§ What the task requires:
Repeat word for word the passage of the taxidermy piece below that starts with "So I was discussing" and ends with "a post-operative patient.".

§ Text provided:
___

The Joys of Taxidermy

 

From Drunken Dialogue/Where Friendship is Only a Bottle of Whiskey Away

So I was discussing funny movies yesterday with a woman who had brain surgery for epilepsy. She herself was funny enough that I mentioned she should consider becoming a comedian and abandon her career as a ballet instructor. Anyway, she related a scene from a movie that she thought was particularly funny:

They were climbing a ladder while she is wearing a skirt. He looks up and says, “Nice beaver!” And she says, “Thanks, I just had it stuffed.”


I had to laugh, and I probably laughed more so since it was a woman telling me this while she herself was laughing. Gotta love a woman with a sexual sense of humor! But I wonder if she would still have been laughing if she heard me muttering, “I’d love to stuff your beaver…”

Which brings up an interesting point about sex with a post-operative patient.

She told me about her recovery after having brain surgery: what she was and was not allowed to do. For example, she could not lift anything weighing more than five pounds. Had I know her better, I would have asked her about sexual do’s and don’ts.

___

§ Data supplied:
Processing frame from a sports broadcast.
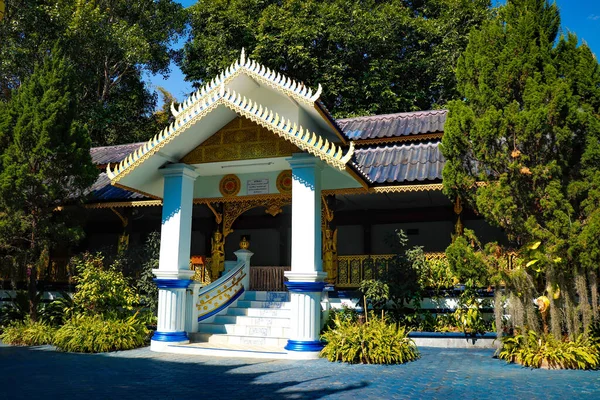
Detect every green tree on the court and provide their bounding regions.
[0,47,98,320]
[181,0,489,117]
[442,0,600,335]
[0,0,187,145]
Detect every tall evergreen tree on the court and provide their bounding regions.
[181,0,490,117]
[442,0,600,334]
[0,0,187,145]
[0,47,98,319]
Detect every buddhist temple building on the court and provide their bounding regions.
[75,51,502,358]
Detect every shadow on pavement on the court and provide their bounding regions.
[0,346,369,399]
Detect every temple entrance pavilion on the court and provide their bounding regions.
[84,52,502,358]
[101,51,367,358]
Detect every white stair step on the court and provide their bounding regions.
[213,315,290,328]
[164,343,289,360]
[226,307,292,318]
[206,334,288,347]
[244,292,290,302]
[237,300,291,309]
[198,324,290,337]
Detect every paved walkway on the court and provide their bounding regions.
[0,345,600,400]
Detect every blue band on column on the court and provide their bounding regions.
[152,331,190,342]
[285,282,325,293]
[154,278,192,289]
[284,339,323,351]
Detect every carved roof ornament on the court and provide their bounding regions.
[106,80,354,184]
[171,48,323,118]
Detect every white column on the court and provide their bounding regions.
[285,154,327,359]
[150,164,198,351]
[233,249,254,290]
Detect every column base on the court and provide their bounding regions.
[284,339,323,351]
[285,339,323,360]
[150,331,190,351]
[152,331,190,342]
[150,340,190,353]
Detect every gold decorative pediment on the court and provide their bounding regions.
[181,117,302,164]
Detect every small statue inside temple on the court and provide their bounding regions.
[323,228,337,284]
[210,230,225,282]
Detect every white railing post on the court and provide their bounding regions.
[233,242,254,290]
[185,282,202,334]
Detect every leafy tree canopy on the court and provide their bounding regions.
[0,47,98,320]
[442,0,600,270]
[0,0,186,145]
[181,0,489,117]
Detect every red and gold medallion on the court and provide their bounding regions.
[219,174,241,197]
[277,169,292,194]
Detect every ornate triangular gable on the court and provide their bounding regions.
[180,117,301,164]
[106,50,354,198]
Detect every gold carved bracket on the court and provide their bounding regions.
[223,196,292,236]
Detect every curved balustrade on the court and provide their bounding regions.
[196,260,249,321]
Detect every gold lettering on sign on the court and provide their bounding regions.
[181,117,301,164]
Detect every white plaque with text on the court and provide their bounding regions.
[248,179,269,195]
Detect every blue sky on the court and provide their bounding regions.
[147,0,600,105]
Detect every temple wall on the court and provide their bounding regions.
[337,225,365,256]
[225,229,282,266]
[371,221,454,254]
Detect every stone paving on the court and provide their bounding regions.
[0,344,600,400]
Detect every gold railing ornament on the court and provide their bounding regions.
[210,230,225,282]
[240,236,250,250]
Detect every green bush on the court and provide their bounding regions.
[321,314,420,364]
[0,318,56,346]
[323,304,358,332]
[54,315,150,353]
[73,253,140,315]
[496,330,600,369]
[0,290,42,326]
[38,292,73,327]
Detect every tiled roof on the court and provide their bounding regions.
[337,110,448,140]
[87,173,146,202]
[354,142,445,183]
[90,142,144,165]
[89,110,448,201]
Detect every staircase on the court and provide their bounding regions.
[170,291,291,358]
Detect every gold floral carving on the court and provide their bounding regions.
[181,117,301,164]
[223,197,292,237]
[219,174,241,197]
[276,169,292,194]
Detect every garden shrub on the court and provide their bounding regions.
[0,318,56,346]
[54,314,150,353]
[321,314,420,364]
[73,253,139,315]
[323,304,358,332]
[496,330,600,369]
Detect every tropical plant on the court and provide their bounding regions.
[496,330,600,369]
[0,290,42,326]
[0,317,56,346]
[39,292,74,327]
[0,47,98,321]
[321,314,420,364]
[454,286,487,336]
[442,0,600,341]
[54,314,150,353]
[321,304,358,333]
[72,253,139,316]
[358,279,390,315]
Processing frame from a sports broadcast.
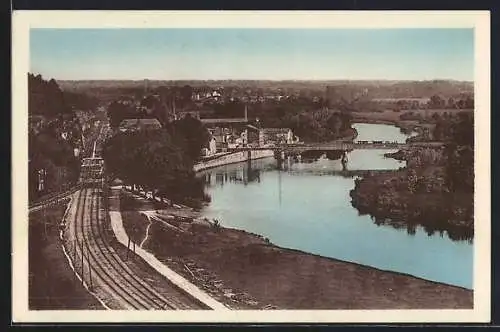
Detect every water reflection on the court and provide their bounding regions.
[201,160,261,187]
[200,125,473,288]
[201,157,474,243]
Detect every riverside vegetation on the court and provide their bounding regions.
[350,113,474,240]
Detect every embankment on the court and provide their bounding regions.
[193,150,274,172]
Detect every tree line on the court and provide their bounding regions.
[103,117,208,203]
[28,73,96,201]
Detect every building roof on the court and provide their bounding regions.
[200,118,248,124]
[263,128,291,134]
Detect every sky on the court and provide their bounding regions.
[30,29,474,81]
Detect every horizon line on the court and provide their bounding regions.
[48,77,474,83]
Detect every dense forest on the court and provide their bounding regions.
[103,118,208,204]
[351,112,474,240]
[28,74,96,201]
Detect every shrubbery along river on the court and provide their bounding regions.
[199,123,473,289]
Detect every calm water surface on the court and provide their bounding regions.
[200,124,473,289]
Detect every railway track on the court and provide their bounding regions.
[59,118,210,310]
[68,184,207,310]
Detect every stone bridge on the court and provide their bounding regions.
[229,141,444,153]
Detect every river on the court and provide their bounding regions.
[196,123,473,289]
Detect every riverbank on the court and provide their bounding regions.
[350,148,474,241]
[121,192,473,309]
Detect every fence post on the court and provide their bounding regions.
[126,238,130,259]
[87,253,94,290]
[81,240,84,285]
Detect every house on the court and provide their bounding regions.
[204,136,217,156]
[119,118,161,133]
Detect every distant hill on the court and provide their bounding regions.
[57,80,474,98]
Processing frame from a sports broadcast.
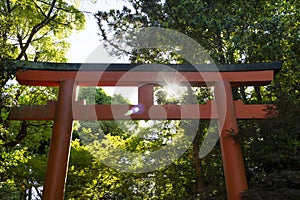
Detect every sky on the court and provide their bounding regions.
[67,0,130,63]
[67,0,137,101]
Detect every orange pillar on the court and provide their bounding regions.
[43,80,74,200]
[214,81,247,200]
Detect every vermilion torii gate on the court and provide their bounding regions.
[10,61,282,200]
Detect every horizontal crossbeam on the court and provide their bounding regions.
[9,101,274,120]
[16,70,274,87]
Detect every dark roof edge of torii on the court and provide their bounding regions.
[5,60,283,73]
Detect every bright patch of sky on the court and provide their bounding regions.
[67,0,131,63]
[67,0,137,101]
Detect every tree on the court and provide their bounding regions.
[0,0,85,199]
[95,0,300,197]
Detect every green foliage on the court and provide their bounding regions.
[95,0,300,199]
[0,0,85,199]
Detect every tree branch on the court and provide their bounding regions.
[16,0,57,60]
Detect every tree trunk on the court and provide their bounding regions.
[193,133,204,192]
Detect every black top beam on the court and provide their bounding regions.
[6,60,283,73]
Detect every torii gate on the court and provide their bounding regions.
[10,61,282,200]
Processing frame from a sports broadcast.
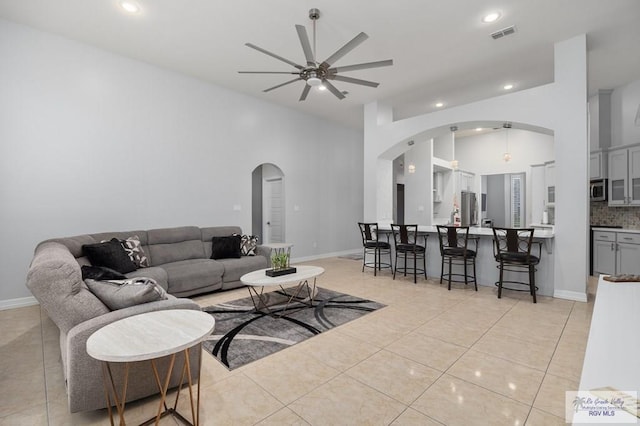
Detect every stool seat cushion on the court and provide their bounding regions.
[364,241,391,249]
[396,243,425,253]
[442,247,476,258]
[498,252,540,265]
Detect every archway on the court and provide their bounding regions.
[251,163,286,243]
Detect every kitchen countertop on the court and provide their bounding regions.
[379,225,556,239]
[591,226,640,234]
[574,276,640,424]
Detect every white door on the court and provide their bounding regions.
[263,178,284,243]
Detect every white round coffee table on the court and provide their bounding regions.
[87,309,215,425]
[240,265,324,316]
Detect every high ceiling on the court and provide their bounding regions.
[0,0,640,128]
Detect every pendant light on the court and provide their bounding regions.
[449,126,458,170]
[502,123,511,163]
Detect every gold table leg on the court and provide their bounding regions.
[102,342,202,426]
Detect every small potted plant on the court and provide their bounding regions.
[266,253,296,277]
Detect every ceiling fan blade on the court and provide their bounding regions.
[244,43,304,70]
[322,79,344,100]
[322,33,369,68]
[296,25,316,67]
[329,59,393,72]
[330,75,380,87]
[238,71,298,74]
[263,77,302,93]
[298,84,311,102]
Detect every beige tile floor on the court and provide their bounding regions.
[0,258,596,426]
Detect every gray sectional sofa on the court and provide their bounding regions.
[27,226,270,412]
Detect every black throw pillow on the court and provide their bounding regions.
[81,265,127,281]
[211,235,242,259]
[82,238,136,274]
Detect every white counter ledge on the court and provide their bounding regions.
[580,275,640,424]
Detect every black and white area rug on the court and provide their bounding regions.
[202,287,385,370]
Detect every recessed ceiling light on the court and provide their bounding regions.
[120,0,140,13]
[482,12,501,24]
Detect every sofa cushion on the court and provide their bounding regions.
[211,235,242,259]
[126,266,169,290]
[147,226,205,266]
[85,278,167,311]
[217,256,267,283]
[162,259,224,295]
[82,238,136,274]
[80,265,127,281]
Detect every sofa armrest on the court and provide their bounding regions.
[63,296,200,412]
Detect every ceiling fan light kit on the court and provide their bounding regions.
[238,8,393,101]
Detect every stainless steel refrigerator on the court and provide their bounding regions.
[460,191,478,226]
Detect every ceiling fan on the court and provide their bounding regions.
[238,9,393,101]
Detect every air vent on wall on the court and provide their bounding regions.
[491,25,516,40]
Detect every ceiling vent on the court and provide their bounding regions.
[491,25,516,40]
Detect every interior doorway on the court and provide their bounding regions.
[251,163,286,244]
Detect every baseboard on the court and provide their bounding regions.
[0,296,38,311]
[291,248,362,263]
[553,290,587,302]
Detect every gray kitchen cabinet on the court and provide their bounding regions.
[589,151,607,179]
[616,232,640,275]
[609,146,640,206]
[593,231,617,275]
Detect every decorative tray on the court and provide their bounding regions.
[264,268,296,277]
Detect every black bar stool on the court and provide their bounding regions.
[436,225,478,291]
[358,222,392,276]
[391,224,427,283]
[493,228,542,303]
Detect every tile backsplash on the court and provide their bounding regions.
[590,202,640,229]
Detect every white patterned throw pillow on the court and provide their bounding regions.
[240,235,258,256]
[120,235,150,268]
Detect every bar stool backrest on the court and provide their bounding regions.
[391,224,418,245]
[493,228,534,257]
[358,222,378,245]
[436,225,469,254]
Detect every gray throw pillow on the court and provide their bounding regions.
[85,277,167,311]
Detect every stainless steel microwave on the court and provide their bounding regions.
[589,179,607,201]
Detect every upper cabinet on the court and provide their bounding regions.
[456,170,476,192]
[589,151,607,180]
[609,146,640,206]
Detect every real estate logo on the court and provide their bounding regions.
[565,388,640,424]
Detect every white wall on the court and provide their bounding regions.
[0,20,363,302]
[611,80,640,147]
[404,140,433,225]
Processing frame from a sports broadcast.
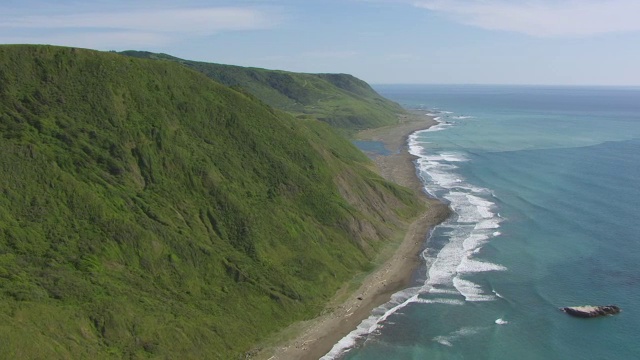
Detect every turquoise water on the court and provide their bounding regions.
[326,85,640,360]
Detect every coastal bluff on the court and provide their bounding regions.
[560,305,621,318]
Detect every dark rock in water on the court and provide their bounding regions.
[560,305,620,318]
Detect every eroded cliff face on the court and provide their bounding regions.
[0,46,423,359]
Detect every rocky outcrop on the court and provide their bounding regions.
[560,305,620,318]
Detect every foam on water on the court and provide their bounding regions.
[453,277,496,301]
[322,112,506,360]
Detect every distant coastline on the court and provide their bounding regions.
[258,110,450,360]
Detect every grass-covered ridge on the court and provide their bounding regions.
[0,46,421,359]
[122,51,405,132]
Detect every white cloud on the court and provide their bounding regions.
[0,7,280,48]
[302,51,358,59]
[412,0,640,36]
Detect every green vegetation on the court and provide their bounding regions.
[0,46,422,359]
[122,51,405,133]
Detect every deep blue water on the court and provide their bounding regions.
[322,85,640,360]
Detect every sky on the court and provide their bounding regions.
[0,0,640,86]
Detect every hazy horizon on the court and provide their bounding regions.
[0,0,640,86]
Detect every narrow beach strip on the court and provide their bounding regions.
[257,111,450,360]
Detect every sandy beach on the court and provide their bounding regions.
[257,112,449,360]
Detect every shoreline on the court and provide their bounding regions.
[258,111,450,360]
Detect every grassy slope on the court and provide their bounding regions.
[0,46,421,359]
[123,51,405,132]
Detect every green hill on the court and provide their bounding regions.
[0,45,422,359]
[122,51,405,132]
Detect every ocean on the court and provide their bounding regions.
[323,85,640,360]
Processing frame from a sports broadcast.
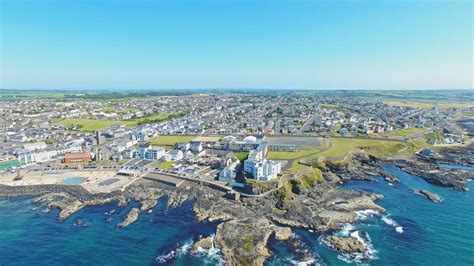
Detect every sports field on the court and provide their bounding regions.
[56,119,136,132]
[55,113,178,132]
[149,135,195,146]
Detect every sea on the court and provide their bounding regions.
[0,165,474,265]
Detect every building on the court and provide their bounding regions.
[0,158,21,171]
[190,141,202,152]
[244,142,281,180]
[268,143,296,152]
[63,152,91,163]
[219,161,238,182]
[144,147,166,161]
[164,150,184,161]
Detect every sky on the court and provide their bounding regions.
[0,0,474,89]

___

§ Written answer:
So I was discussing funny movies yesterday with a woman who had brain surgery for epilepsy. She herself was funny enough that I mentioned she should consider becoming a comedian and abandon her career as a ballet instructor. Anyway, she related a scene from a movie that she thought was particularly funny:

They were climbing a ladder while she is wearing a skirt. He looks up and says, “Nice beaver!” And she says, “Thanks, I just had it stuffed.”


I had to laugh, and I probably laughed more so since it was a woman telling me this while she herself was laughing. Gotta love a woman with a sexual sense of humor! But I wonder if she would still have been laughing if she heard me muttering, “I’d love to stuff your beaver…”

Which brings up an interesting point about sex with a post-operative patient.